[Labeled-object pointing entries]
====
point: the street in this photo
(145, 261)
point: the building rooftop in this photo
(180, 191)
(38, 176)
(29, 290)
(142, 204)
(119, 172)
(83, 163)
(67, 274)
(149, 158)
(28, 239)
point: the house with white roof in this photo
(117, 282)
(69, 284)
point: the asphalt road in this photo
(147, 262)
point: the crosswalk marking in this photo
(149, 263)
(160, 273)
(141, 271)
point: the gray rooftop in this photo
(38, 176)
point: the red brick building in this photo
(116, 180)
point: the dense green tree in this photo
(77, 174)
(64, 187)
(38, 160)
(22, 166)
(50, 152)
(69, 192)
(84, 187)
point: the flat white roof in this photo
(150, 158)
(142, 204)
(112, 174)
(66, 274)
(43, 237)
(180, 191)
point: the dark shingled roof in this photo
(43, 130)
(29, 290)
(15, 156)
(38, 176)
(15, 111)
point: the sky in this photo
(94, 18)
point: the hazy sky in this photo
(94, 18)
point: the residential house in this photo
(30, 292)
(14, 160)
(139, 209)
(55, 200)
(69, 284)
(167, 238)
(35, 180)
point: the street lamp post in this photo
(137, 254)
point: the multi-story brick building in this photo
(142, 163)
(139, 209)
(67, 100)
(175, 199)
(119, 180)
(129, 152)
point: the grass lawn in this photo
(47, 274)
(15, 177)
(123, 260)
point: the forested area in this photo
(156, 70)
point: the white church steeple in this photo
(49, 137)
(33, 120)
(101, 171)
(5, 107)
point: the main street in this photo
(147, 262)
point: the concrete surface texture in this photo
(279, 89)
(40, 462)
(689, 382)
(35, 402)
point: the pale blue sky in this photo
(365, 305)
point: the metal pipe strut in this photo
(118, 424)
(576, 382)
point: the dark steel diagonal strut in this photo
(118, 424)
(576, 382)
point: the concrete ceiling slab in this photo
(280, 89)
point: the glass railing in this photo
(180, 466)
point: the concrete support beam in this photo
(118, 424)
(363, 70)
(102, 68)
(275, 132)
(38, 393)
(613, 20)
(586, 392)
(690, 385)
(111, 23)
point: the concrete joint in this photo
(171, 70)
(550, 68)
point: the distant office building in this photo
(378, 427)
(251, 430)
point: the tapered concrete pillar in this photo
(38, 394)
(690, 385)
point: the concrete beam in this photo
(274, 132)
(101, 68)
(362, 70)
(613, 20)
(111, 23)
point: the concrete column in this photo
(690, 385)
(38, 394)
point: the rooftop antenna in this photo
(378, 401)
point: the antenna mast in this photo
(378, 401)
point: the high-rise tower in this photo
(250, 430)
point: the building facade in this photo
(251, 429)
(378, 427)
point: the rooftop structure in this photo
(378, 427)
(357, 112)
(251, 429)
====
### WORK REQUIRED
Scale every coordinate in the answers by 0.5, rounding to whole numbers with halves rounded up, and rewrite the lines with all other lines copied unchanged. Begin at the line that has "point: the building facade in this photo"; stop after the end of the records.

### SOLUTION TO THIS TASK
point: the building facade in this photo
(126, 215)
(189, 214)
point: the rooftop structure in this photo
(189, 214)
(179, 56)
(126, 215)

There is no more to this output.